◆ EXTRACT PROVIDED ◆
....

Podcasts

Woman Around Town’s Editor Charlene Giannetti and writers for the website talk with the women and men making news in New York, Washington, D.C., and other cities around the world. Thanks to Ian Herman for his wonderful piano introduction.

Leta Tremblay

Porcupine Choose One: Pain or Warmth

05/15/2017

Cassandra has dreams of porcupines. It’s bitter cold. The rodents huddle together for warmth, prick/hurt one another, separate, grow cold again, and huddle. So it is with many of us.

FIRST

Jessica Kuhne and Jean Brassard; Sofi Lambert

Noami (Jessica Kuhne) and Theodore (Jean Brassard) are a couple. After admiration, the thing she desperately wants is a baby. Her bored partner makes it clear he’s more concerned with what color he’ll die his hair. One gets the feeling neither has friends.

It’s Cassandra’s birthday. (Sofi Lambert) Celebrating so thoroughly she’s fraught, the young woman decorates, bakes a cake (resembling a porcupine) in a magic oven, sings, squeaks, squeals, dances, and chirps to party guests who aren’t there. Every word and move is wildly exaggerated. Photocopied invitations are disseminated to most everyone she meets. Will anyone come to her party?

TWO

Sofi Lambert and Yeauxlanda Kay; Vincent D’Arbouze

The hugely pregnant Suzanne (Yeauxlanda Kay) is minding the counter at Phil’s  Corner Store. (She hasn’t had sex in 15 years. It’s immaculate, or in this case, surrealist conception.) To say the woman is bad tempered is to minimize her sour response to anyone in her path. Life stinks and, if prodded, she’ll tell you why.

Her brother Phil (Vincent D’Arbouze) is a bundle of ambulatory neuroses, the greatest insecurity stemming from a preadolescent rejection. He’s secretly in love with Cassandra. When a change of gravy at an habitual restaurant shakes one’s life, balance is precarious. Oh, Phil’s second profession is hairdresser.

....

◆ PROMPT 1 ◆
Please quote the play review, beginning at the words "Noami (Jessica Kuhne)" and stopping after "to her party?".
◆ PROMPT 2 ◆
According to the play review, what is Phil's second profession?

(Object point labels)
....

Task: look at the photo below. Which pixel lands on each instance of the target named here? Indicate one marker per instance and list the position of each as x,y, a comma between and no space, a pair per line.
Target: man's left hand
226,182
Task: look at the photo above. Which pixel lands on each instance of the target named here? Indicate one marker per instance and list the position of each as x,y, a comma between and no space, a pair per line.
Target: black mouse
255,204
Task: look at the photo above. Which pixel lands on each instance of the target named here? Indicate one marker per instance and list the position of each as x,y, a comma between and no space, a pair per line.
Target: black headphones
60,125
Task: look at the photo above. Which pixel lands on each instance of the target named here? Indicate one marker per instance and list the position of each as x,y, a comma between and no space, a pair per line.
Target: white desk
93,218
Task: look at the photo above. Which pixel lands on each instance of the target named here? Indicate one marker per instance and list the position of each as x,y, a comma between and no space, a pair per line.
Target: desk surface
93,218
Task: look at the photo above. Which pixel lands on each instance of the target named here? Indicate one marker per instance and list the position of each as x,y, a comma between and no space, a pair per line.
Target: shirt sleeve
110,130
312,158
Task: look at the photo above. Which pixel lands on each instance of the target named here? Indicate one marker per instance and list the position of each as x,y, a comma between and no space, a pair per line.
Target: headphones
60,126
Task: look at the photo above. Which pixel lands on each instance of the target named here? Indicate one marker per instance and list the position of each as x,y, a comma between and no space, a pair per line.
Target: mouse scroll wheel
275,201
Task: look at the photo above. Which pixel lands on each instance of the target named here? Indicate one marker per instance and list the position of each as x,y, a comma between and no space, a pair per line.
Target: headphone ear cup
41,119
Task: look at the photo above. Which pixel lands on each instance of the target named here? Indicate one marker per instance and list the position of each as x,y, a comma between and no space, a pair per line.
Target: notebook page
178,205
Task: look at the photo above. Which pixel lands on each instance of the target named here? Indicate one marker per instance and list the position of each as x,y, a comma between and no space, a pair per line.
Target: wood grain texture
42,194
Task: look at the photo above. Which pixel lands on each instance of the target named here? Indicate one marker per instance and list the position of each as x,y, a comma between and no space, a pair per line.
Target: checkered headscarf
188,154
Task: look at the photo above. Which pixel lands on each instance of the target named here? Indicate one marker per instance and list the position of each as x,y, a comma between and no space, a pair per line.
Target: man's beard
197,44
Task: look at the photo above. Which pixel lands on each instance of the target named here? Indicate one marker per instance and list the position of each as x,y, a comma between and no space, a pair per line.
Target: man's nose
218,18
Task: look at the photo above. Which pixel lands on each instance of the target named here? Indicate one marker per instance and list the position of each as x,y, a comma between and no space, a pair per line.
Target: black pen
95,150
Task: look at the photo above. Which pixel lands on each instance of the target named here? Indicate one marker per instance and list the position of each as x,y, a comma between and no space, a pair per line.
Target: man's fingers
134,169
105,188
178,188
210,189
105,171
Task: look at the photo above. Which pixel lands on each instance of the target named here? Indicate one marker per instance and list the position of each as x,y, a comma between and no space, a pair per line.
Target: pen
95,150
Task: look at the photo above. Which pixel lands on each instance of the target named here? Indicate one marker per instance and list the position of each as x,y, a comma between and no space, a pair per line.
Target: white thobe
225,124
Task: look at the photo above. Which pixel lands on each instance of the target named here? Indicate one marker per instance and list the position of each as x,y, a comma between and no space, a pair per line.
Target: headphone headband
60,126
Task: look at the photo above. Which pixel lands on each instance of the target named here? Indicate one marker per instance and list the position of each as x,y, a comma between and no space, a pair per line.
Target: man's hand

....

◆ ANSWER 1 ◆
Noami (Jessica Kuhne) and Theodore (Jean Brassard) are a couple. After admiration, the thing she desperately wants is a baby. Her bored partner makes it clear he’s more concerned with what color he’ll die his hair. One gets the feeling neither has friends.

It’s Cassandra’s birthday. (Sofi Lambert) Celebrating so thoroughly she’s fraught, the young woman decorates, bakes a cake (resembling a porcupine) in a magic oven, sings, squeaks, squeals, dances, and chirps to party guests who aren’t there. Every word and move is wildly exaggerated. Photocopied invitations are disseminated to most everyone she meets. Will anyone come to her party?

◆ ANSWER 2 ◆
Hairdresser.